§ **Your instructions**
Render this sentence from the hunting text in Spanish: "I haven't hunted since 1995, when my daughter was born."

I tanned the snakeskin with a commercial product called 'Reptan', and mounted the hide on an eight foot long eighteen inch wide shellaced pine board with a routed edge. I shellaced the skin, and hung the board on the wall above a large window in our den. Stretched out and mounted, the skin measured seven and a half feet long, and sixteen inches wide in the center. The rattle had thirteen segments before it broke off. It's the largest rattlesnake skin I've ever seen, and I still have it. It's now on the garage wall of our new house, my wife (for some odd reason) didn't want it in the house!

I stopped hunting quite a few years ago. I haven't hunted since 1995, when my daughter was born. I was thirty-five years old, and the miracle of a child had a profound impact on me. I lost all desire to take life, even if I was going to eat the animals I killed (which I always did). I certainly could hunt again in a survival situation, but not as a 'hobby'. For me, it was the hunt that I enjoyed most, not the kill. I find that same enjoyment with a camera or binoculars now days.

16

I used to play with snakes. My cousins taught me the game of hunting them with a flashlight and a stick.

§ **Data section**
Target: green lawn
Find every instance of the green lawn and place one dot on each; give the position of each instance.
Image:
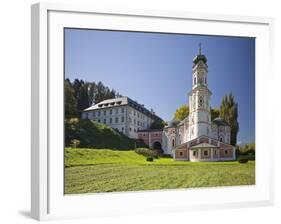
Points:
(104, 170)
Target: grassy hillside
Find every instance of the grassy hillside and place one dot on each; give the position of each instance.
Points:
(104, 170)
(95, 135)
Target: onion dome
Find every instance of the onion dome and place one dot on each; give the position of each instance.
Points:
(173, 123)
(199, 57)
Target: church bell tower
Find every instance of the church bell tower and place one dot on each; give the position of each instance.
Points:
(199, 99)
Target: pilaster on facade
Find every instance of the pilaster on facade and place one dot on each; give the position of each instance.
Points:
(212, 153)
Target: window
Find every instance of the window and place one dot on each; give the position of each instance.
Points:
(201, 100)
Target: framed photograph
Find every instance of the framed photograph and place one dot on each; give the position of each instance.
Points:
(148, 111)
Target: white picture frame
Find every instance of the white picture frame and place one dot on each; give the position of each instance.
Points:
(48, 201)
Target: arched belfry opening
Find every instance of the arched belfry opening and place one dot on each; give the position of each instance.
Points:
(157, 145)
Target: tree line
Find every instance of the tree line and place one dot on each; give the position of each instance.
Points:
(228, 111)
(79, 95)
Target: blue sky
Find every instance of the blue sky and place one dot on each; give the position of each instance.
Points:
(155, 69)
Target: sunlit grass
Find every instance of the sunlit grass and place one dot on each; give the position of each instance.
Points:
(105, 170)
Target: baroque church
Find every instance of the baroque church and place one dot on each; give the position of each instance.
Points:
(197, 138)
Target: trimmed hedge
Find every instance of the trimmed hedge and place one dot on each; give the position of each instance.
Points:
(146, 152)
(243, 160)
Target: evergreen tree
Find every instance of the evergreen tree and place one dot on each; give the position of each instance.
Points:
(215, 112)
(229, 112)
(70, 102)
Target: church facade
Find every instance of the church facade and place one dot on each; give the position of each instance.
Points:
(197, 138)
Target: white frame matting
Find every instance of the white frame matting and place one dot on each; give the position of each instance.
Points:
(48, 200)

§ **Answer box**
No he cazado desde 1995, cuando nació mi hija.